**Short exercise a:** Duplicate the stock commentary between "This is a slow" and "as of writing.", inclusive.

Do note that this impressive results was on the back of a decision by Mr. Chua to go via the rental income strategy given the muted outlook of the residential. None of the income came from the sale of a development property so far yet. This is important because while the company is waiting for the market cycle to recover, they are building themselves up to operate like a Reit where there are recurring income to support the company’s bottomline. They have been fast and furious in purchasing more buildings in the UK, which pushes their net gearing up to around 0.50x. It’s starting to get really high now compared to the other developers like Bukit Sembawang, CDL and Wing Tai, though evidence shows that their interest coverage ratio are still at a comfortable 6.3x.

In my earlier post, I estimated their full year EPS after these acquisitions to come in at around 10 cents. It does look like it is going to materialize. At current price, this gives them an earnings yield of around 5%.
The company does have a few launch in China and Australia which they will recognize revenue upon TOP sometime next year, so we can expect earnings to contribute positively into the book.
The company’s net asset value at $3.96 remains a huge deep value play at current price while the earnings are contributing positively into the net asset value over time.
The other thing that I am also watching out is on the provision of fair value on their development/investment properties for developers. Just yesterday, I saw UOL reporting a huge provision loss on their financial assets, not sure if this is related to their properties. There's also a couple of translation losses for companies like Stamford Land. Good thing I do not see anything for Ho Bee Land. I’ve also noticed none so far for Bukit Sembawang and City Development.

UOL Financial Statement

Final Thoughts

I like what I see as part of their evolving strategies to venture into the UK and building up recurring rental income to mitigate the poor outlook of their development properties.
The earnings yield is a tad too low for my liking, and if we compare against other overseas commercial properties reit, I think we are getting a higher earnings yield than this one. We'll have to see over time if it gets better.
This is a slow build up play where you get to buy the business and ignore the share price and over time it'll do well. But if you are expecting a firework, you may be disappointed by the development.

*Vested with 6,000 shares as of writing.

Wednesday, November 11, 2015

Vicom Q3 FY15 - Brink of Slowdown?

I am running through the Vicom quarterly results as part of my usual keeping up routine with the company.
You can view the past quarterly results I have covered here.
Vicom results have been pretty much straightforward in the past couple of years. However, there has been a couple of recent growth stocks who have gone down the path of downhill - Super Group, Sarine and Osim have all suffered similar fate recently. Will Vicom be following their footsteps?
Topline growth has finally dropped year on year and if I remember correctly, this has been the longest time ever the company has reported negative growth on their topline. The management did reiterated and gave a guidance that their non-vehicle segment would slow down so this shouldn't come as a surprise. Still, it's interesting to see how investors would react to this. It's pretty evident slowdown there at 6% negative growth.

**Short exercise b:** Pull out every line of the entries below that contains the string "countertop", copying each line in full.

**Entries provided:**
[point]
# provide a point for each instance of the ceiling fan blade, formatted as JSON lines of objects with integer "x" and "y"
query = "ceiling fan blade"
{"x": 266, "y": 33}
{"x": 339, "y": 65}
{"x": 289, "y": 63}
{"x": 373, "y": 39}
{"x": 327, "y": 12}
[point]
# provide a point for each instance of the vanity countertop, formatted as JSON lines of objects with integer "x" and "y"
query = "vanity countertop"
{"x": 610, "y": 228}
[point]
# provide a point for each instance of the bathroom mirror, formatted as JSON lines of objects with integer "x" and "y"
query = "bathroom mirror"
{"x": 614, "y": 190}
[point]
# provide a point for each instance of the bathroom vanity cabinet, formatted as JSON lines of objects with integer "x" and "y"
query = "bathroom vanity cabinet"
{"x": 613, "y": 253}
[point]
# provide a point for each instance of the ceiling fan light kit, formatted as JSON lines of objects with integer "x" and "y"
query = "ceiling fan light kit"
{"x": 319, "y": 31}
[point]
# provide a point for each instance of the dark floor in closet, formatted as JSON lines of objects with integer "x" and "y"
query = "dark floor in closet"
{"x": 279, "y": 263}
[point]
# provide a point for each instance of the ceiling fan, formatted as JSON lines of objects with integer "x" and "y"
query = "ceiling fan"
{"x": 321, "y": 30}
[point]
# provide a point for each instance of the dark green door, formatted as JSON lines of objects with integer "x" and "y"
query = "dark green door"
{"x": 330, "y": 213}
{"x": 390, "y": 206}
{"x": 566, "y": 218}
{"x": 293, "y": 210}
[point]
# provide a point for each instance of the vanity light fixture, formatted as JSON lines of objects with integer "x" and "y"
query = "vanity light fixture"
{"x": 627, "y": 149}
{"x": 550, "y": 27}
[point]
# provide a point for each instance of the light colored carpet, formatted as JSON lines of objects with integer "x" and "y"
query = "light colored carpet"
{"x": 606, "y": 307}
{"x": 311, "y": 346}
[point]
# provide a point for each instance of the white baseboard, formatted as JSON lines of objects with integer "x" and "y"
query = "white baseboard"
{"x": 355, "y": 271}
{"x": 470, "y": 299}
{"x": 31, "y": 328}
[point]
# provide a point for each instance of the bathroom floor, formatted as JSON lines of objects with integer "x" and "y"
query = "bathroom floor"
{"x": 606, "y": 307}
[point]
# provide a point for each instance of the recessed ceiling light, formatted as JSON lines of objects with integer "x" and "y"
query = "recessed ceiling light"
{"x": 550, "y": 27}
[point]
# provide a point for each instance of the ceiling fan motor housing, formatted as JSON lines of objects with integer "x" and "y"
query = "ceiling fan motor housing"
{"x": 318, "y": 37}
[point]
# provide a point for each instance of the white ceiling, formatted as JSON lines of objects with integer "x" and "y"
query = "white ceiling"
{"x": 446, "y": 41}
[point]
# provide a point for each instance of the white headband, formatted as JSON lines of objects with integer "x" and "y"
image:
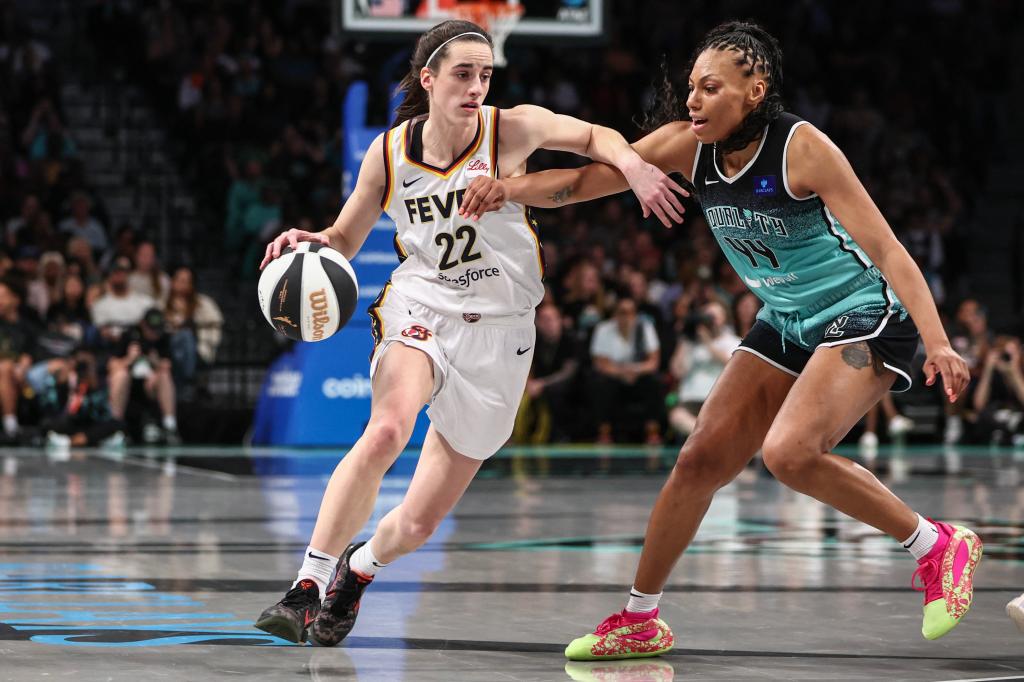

**Answer a:**
This is a slow build up play where you get to buy the business and ignore the share price and over time it'll do well. But if you are expecting a firework, you may be disappointed by the development.

*Vested with 6,000 shares as of writing.

**Answer b:**
# provide a point for each instance of the vanity countertop, formatted as JSON lines of objects with integer "x" and "y"
query = "vanity countertop"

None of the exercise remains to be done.